Provided text:
Question

Find an Equation for inverse function

f(x)=x+9 one to one

f^-1(x)=

Answer 1

Inverse Functions
An inverse function goes in the opposite direction!

Let us start with an example:

Here we have the function f(x) = 2x+3, written as a flow diagram:



The Inverse Function just goes the other way:



So the inverse of: 2x+3 is: (y-3)/2
The inverse is usually shown by putting a little "-1" after the function name, like this:

f-1(y)

We say "f inverse of y"

So, the inverse of f(x) = 2x+3 is written:

f-1(y) = (y-3)/2

(I also used y instead of x to show that we are using a different value.)

Back to Where We Started
The cool thing about the inverse is that it should give you back the original value:


If the function f turns the apple into a banana,
Then the inverse function f-1 turns the banana back to the apple


Example:
Using the formulas from above, we can start with x=4:
f(4) = 2×4+3 = 11
We can then use the inverse on the 11:
f-1(11) = (11-3)/2 = 4
And we magically get 4 back again!

Extracted entries:
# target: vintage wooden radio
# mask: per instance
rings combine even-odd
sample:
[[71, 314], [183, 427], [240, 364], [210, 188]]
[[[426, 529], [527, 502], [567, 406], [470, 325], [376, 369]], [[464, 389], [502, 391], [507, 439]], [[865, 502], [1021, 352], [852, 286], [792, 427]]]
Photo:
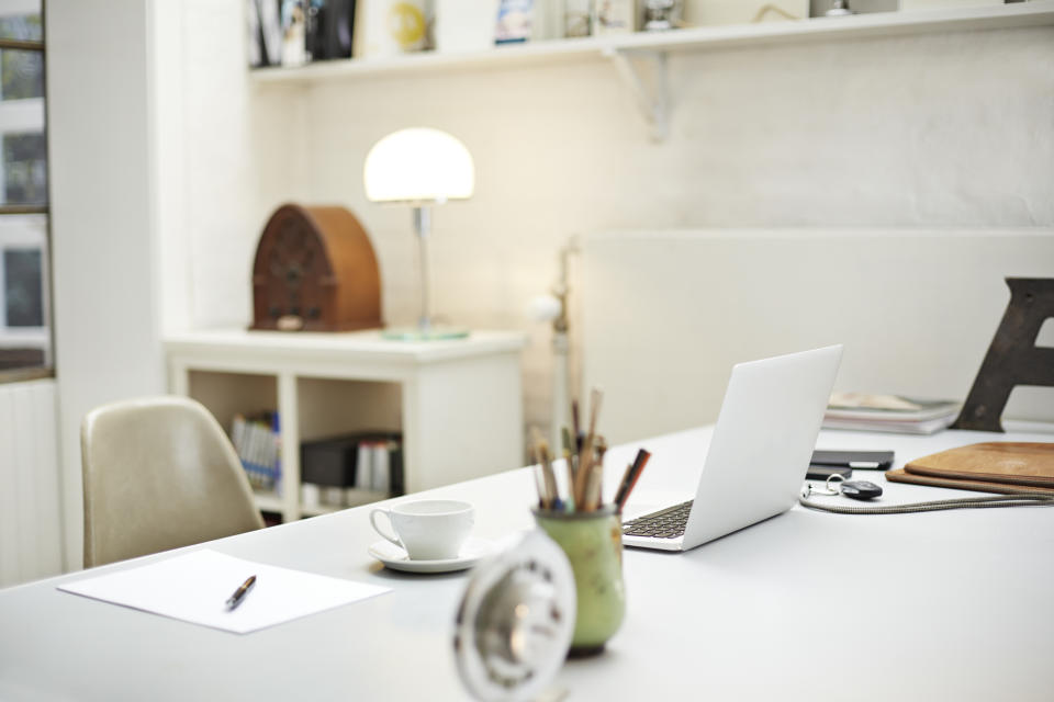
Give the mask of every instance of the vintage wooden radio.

Required tasks:
1) Please quote the inverse function thread word for word, starting with "If the function" and going on through "4 back again!".
2) According to the inverse function thread, what is the inverse of 2x+3?

Outputs for the tasks:
1)
If the function f turns the apple into a banana,
Then the inverse function f-1 turns the banana back to the apple


Example:
Using the formulas from above, we can start with x=4:
f(4) = 2×4+3 = 11
We can then use the inverse on the 11:
f-1(11) = (11-3)/2 = 4
And we magically get 4 back again!

2) (y-3)/2